[Extracted text]

________________

Anytime two conductors are at a different voltage potential, there is an electric field

generated between them. The dielectric (the insulation between conductors) within

that field becomes involved in charge storage. If not carefully considered, that extra

charge storage can time smear details of a musical signal. Circuit board material is

a dielectric. With normal double-sided construction, there are copper conductors on

each side of the board. Unintentionally, a new capacitor is introduced into the circuit,

formed by top surface copper, bottom surface copper and the circuit board dielectric

sandwiched between the two. It is NOT the quality of capacitor we want to have in a

high-end signal path. Some manufactures make the situation even worse by going to

multi-layer boards in the analog audio sections. Instead of two layers of copper, there

are four or more layers of copper. Even worse than that, the dielectric between layers

is much thinner and the undesired capacitive effect is inversely proportional to thick-

ness. At best, some manufactures make small, incremental improvements by using

exotic board material.

________________

[Dataset extract]

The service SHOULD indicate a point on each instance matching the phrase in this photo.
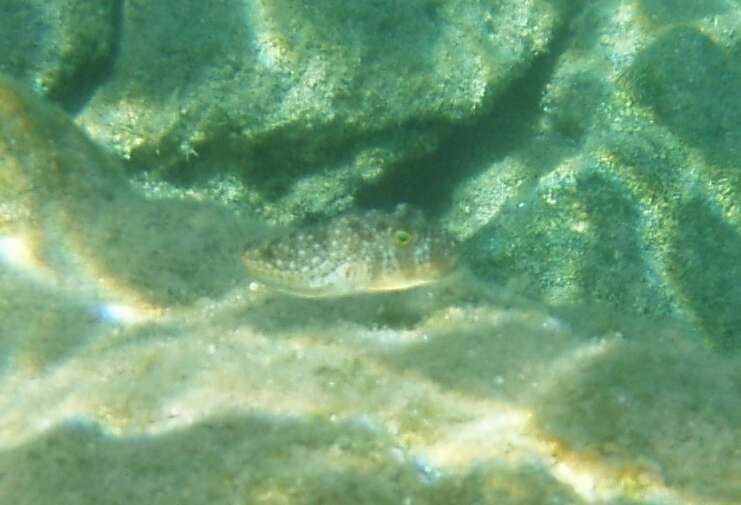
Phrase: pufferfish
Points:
(354, 253)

________________

[Exercise] From the passage on circuit board dielectrics, list the parts that together form the unintended capacitor on a double-sided board. The data has no part in any of this.

[Correct result]
- Top surface copper
- Bottom surface copper
- The circuit board dielectric sandwiched between the two